[PROMPT A]
Answer these questions using the blog post on IEC 61508:
(i) Which standard does the writer say this installment will examine in depth?
(ii) What is the name of the process in which Analog Devices captures the flow through the standard?
(iii) According to the post, what is the first task?
[PROMPT B] Pick up the blog post on IEC 61508 right after its final sentence and keep writing it.

[PROVIDED TEXT]
Last time I promised my next blog would feature a deep dive into IEC 61508, the main functional safety standard. And I keep my promises, however, this will be the last of my introductory blogs covering basic topics for a while. I am keen to move on to more exciting topics such as requirements for Cobots, AI, networking and cyber security. So keep tuning in because these topics will all be covered beginning with my next installment.
Obviously as a semi-conductor manufacturer I am going to concentrate on the semi-conductor functional safety requirements but anything here should be more widely applicable. Also, obviously because of the nature of a blog some poetic licence is taken to quickly explain the concepts.
The graphic below shows a path through the standard for a semi-conductor device. Within Analog Devices this flow is captured in our ADI61508 process.
The first task is to understand the environment. This includes not only the EMC environment, the average and the extremes of the temperatures at which the circuitry is expected to operate but also what standards and regulations apply.

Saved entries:
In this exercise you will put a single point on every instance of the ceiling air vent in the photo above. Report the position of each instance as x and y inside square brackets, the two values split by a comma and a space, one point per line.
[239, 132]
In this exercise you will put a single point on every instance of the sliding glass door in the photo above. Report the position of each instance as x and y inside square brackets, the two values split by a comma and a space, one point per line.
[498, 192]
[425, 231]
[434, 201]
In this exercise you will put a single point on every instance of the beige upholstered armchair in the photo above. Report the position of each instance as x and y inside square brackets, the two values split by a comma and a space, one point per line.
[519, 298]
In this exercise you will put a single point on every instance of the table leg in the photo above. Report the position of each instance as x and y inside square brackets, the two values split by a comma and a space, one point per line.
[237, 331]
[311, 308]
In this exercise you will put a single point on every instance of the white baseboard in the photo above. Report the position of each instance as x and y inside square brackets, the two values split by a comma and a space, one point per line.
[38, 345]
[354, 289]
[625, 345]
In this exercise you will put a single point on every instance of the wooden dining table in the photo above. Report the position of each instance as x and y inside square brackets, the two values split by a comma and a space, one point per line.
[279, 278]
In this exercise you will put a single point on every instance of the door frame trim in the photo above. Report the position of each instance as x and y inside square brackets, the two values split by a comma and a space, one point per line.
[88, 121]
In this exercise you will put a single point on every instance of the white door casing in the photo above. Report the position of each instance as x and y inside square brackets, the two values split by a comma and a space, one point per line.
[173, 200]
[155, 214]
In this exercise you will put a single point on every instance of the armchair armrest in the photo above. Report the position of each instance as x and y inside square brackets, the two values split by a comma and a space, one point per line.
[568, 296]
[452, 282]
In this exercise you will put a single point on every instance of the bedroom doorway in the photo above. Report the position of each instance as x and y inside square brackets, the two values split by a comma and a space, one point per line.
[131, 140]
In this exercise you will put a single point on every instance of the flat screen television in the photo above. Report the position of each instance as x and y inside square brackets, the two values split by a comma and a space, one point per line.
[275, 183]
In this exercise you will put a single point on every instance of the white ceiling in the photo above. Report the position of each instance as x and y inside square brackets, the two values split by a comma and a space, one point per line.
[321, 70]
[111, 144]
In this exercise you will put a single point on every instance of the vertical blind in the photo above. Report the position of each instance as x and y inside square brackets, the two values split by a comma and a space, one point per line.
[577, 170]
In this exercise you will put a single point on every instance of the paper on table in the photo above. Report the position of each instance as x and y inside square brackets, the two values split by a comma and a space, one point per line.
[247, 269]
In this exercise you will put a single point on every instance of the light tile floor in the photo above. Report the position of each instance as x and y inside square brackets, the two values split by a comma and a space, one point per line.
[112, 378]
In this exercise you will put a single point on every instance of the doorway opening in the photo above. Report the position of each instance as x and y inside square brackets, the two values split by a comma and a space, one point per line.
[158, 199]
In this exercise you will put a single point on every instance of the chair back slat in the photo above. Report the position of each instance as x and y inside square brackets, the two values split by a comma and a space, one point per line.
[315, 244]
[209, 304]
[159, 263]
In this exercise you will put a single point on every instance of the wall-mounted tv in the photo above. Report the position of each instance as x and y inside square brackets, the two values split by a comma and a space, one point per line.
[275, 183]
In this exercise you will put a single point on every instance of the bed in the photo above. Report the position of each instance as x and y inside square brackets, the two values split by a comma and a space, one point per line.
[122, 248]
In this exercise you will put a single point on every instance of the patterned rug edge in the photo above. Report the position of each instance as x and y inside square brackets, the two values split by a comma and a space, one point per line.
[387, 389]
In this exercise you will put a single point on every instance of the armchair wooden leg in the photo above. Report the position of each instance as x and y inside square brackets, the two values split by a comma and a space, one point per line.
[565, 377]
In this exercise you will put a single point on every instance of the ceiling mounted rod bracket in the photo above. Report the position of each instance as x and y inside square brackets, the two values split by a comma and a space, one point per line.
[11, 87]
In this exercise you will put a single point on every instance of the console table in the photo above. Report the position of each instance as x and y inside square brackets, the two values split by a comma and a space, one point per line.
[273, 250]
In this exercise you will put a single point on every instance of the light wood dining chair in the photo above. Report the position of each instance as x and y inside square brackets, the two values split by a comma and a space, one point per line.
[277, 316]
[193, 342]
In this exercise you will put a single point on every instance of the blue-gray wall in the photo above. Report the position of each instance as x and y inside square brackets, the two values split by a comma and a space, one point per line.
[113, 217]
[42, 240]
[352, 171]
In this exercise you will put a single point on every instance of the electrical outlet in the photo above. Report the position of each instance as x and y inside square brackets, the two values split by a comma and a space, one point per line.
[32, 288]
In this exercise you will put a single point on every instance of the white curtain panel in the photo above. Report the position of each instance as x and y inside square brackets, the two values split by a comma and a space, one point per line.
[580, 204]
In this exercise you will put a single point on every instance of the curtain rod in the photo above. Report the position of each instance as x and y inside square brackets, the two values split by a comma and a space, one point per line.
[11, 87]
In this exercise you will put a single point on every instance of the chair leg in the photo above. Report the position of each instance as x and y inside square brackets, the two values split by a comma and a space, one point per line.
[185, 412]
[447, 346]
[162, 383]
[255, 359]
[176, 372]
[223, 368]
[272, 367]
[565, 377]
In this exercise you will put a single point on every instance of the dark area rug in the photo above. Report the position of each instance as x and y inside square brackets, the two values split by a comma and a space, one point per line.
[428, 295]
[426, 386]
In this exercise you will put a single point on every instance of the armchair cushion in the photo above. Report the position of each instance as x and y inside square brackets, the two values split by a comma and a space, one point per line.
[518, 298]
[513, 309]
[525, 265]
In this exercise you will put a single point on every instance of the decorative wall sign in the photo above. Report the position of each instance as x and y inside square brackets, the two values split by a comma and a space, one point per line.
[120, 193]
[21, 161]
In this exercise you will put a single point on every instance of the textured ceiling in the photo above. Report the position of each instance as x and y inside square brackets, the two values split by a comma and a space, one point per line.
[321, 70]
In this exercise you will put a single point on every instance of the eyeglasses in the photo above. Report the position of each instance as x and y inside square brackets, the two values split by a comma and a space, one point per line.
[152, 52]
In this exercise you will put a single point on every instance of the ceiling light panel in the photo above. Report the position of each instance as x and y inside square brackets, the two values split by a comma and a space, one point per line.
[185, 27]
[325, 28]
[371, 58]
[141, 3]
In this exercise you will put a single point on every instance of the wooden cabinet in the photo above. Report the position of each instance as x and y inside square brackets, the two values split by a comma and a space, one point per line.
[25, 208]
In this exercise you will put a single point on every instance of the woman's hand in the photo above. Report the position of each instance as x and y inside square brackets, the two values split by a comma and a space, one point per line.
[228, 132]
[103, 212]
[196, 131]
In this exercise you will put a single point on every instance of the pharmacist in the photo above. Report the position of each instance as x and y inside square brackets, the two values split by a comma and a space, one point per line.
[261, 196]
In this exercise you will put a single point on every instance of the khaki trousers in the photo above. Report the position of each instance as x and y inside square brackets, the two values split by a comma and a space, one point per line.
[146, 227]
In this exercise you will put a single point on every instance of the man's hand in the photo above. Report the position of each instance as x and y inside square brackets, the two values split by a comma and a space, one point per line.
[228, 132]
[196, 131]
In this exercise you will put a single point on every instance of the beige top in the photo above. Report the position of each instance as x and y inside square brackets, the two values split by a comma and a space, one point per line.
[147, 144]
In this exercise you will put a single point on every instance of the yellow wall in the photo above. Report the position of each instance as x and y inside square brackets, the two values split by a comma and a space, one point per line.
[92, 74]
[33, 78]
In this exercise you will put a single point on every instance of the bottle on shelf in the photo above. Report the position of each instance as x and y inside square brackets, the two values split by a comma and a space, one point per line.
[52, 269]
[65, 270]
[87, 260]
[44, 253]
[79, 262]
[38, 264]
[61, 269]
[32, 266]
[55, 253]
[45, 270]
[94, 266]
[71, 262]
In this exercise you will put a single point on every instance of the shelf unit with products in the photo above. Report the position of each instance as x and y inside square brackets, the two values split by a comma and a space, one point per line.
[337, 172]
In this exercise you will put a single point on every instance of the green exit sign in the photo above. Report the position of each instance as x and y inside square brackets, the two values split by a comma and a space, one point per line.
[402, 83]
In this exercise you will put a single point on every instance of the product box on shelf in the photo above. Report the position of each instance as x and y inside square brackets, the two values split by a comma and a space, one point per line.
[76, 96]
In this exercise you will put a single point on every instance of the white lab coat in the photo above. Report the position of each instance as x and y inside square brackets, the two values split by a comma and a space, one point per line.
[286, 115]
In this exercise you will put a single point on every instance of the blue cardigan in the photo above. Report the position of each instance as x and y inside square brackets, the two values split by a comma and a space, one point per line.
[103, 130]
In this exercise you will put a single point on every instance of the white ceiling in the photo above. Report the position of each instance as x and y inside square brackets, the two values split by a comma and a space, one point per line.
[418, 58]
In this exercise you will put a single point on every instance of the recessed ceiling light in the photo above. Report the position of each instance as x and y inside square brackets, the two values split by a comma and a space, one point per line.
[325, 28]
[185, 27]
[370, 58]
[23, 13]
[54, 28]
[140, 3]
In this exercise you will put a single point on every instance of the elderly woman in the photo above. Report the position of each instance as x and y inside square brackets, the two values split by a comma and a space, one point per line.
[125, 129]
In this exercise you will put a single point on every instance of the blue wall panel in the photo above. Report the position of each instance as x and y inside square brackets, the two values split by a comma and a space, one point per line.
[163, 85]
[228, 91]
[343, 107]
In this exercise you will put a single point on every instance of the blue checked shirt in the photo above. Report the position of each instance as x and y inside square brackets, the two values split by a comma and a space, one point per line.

[ANSWER SECTION A]
(i) IEC 61508
(ii) The ADI61508 process
(iii) To understand the environment

[ANSWER SECTION B]
Next comes the hazard analysis where the safety functions are identified. Typically, you will need a safety function to address each hazard unless the item can be redesigned to eliminate the hazard.
The third box is where the safety integrity requirements for each of the safety functions is determined. Typically, this is done based on the severity of the harm and the frequency at which that harm may occur.
The next three vertical boxes show the various ways to address the systematic requirements. Systematic failures are failures not caused by random events. Examples of systematic failures are not having enough EMC robustness, missing requirements, something missed because of insufficient testing. Route 1S based on meeting all the requirements in IEC 61508 is the most common option but Route 2S based on evidence of proven in use is also possible. Route 3S is only an option for software and involves retrospectively doing all the paperwork and analyses you should have done in the first place. For an IC the requirements form IEC 61508-2:2010 Annex F shows a means to achieve route 1S.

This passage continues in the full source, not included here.